Extracted data entries
-- Begin --
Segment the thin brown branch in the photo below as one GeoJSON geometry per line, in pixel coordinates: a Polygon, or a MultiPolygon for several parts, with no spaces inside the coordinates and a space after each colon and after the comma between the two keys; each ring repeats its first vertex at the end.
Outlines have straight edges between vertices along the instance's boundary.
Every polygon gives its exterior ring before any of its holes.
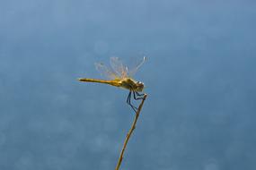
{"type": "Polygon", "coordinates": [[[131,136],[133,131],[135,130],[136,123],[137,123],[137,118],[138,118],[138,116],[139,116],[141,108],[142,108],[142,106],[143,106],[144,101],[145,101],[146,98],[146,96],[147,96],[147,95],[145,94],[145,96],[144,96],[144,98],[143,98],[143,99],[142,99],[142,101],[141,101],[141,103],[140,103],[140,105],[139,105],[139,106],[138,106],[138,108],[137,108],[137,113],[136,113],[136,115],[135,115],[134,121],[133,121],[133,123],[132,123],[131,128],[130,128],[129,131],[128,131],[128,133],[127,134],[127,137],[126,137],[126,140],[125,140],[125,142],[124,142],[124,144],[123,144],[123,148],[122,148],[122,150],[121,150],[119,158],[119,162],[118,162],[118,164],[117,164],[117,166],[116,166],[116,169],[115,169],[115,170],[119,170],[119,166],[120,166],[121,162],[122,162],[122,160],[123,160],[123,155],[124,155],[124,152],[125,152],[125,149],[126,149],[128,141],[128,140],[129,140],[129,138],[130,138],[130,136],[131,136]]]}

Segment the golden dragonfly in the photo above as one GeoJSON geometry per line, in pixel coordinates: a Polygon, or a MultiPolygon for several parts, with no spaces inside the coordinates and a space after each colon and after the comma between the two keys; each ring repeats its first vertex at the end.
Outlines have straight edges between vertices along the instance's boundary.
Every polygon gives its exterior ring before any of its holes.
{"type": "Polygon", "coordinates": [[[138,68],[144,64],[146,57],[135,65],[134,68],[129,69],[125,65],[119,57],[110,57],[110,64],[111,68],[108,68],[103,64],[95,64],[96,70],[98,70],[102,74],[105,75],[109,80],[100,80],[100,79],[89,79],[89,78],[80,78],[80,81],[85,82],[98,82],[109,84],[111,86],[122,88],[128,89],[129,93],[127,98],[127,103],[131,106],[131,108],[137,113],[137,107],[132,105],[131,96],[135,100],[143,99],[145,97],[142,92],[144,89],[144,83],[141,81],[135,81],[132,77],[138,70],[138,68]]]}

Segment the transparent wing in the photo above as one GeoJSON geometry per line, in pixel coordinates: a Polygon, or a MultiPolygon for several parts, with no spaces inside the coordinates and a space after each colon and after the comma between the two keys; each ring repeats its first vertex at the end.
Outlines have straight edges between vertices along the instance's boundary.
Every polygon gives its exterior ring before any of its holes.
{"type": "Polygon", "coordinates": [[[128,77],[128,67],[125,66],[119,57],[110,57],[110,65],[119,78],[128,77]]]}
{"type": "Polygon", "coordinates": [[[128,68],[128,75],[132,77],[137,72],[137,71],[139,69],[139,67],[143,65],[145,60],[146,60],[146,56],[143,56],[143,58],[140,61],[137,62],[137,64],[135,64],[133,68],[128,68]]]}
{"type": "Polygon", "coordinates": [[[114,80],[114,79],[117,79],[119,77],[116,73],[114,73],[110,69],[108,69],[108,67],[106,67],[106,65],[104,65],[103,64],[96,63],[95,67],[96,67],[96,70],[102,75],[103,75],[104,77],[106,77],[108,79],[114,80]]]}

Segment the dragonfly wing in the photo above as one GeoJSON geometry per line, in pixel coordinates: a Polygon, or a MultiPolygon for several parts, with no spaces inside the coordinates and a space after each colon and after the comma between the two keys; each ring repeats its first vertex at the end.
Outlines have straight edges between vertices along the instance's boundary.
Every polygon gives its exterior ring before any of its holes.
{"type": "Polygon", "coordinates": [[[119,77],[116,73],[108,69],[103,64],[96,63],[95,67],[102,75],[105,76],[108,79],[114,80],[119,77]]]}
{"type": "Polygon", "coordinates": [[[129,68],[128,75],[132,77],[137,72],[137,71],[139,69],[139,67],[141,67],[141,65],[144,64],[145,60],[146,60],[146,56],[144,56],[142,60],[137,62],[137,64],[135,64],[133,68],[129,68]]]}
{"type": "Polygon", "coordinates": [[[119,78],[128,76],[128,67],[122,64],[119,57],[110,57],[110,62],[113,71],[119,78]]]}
-- End --
-- Begin --
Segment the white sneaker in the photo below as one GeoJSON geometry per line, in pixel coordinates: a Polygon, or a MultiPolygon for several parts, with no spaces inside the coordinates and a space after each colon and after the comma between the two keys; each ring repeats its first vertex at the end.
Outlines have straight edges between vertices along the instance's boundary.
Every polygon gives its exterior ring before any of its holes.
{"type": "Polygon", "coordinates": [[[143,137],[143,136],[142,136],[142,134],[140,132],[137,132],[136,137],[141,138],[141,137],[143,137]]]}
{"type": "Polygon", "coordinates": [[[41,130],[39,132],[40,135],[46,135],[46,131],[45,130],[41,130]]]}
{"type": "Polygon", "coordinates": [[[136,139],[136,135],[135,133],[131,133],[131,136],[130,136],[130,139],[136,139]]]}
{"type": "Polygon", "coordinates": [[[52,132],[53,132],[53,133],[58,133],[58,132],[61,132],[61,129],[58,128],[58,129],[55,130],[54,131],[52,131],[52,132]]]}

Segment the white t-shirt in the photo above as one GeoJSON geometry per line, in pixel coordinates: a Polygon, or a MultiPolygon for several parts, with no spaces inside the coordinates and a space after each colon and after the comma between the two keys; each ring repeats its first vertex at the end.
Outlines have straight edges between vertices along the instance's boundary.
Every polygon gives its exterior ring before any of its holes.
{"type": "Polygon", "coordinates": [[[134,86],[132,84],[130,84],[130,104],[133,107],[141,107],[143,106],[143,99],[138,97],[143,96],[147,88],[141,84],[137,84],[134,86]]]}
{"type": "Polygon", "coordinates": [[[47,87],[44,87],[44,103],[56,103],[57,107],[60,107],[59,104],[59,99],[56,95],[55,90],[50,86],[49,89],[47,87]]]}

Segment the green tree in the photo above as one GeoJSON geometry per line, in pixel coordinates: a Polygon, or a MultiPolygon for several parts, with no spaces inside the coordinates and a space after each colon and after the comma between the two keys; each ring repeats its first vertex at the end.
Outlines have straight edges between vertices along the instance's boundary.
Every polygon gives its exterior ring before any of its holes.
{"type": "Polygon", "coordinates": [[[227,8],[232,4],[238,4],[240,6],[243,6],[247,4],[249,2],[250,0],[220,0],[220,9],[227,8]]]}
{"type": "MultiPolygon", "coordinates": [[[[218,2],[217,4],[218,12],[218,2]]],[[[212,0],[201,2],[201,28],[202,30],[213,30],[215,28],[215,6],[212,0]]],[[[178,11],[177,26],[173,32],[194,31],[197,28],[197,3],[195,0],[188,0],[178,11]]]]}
-- End --
WHAT YOU SHOULD DO> Return each line from the items above that contains the string "dragonfly", matching case exactly.

EXPECTED ANSWER>
Segment the golden dragonfly in the photo above as one GeoJSON geometry per line, in pixel coordinates: a Polygon, or a MultiPolygon for several parts, with no spaces inside the coordinates and a space after each colon and after the comma between the two keys; each ring repeats its first vertex at the end.
Segment the dragonfly wing in the photo above as one GeoJSON geometry per line, in pixel coordinates: a Polygon, or a MultiPolygon for several parts, with no spaces inside the coordinates and a space after each colon and after the comma between the two keys; each ring repeats its first vertex at the end.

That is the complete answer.